DIRECTIONS FOR THIS TASK:
Reproduce part of the album summary below, starting at the words "Single album by" and ending after "of its release.", with every "J Style" renamed to "J-Style".

— begin EXCERPT PROVIDED —

Single album by Lee Joon-gi
- Released: April 20, 2009
- Genre: Dance, pop
- Label: Mentor Entertainment
- Producer: Yejeon Media

= J Style =

J Style is the second maxi single by Lee Joon-gi produced with musician Kim Hyeong-seok. The album includes four new songs, including three songs from his previous album My Jun, My Style. One of the songs, "Selfless Dedicated Trees", was written by Lee's fans at the Episode Two – Mask fan meeting in April 2009. J Style reached the first rank in the Hanteo chart within a day of its release.

— end EXCERPT PROVIDED —
— begin GIVEN MATERIAL —

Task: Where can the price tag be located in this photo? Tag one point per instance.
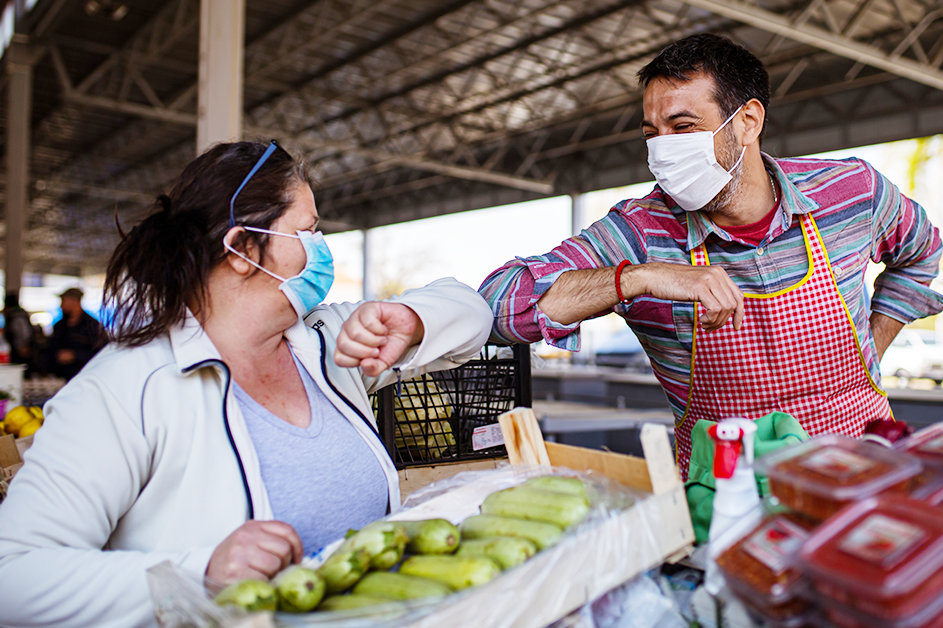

— end GIVEN MATERIAL —

EXERCISE ANSWER:
Single album by Lee Joon-gi
- Released: April 20, 2009
- Genre: Dance, pop
- Label: Mentor Entertainment
- Producer: Yejeon Media

= J-Style =

J-Style is the second maxi single by Lee Joon-gi produced with musician Kim Hyeong-seok. The album includes four new songs, including three songs from his previous album My Jun, My Style. One of the songs, "Selfless Dedicated Trees", was written by Lee's fans at the Episode Two – Mask fan meeting in April 2009. J-Style reached the first rank in the Hanteo chart within a day of its release.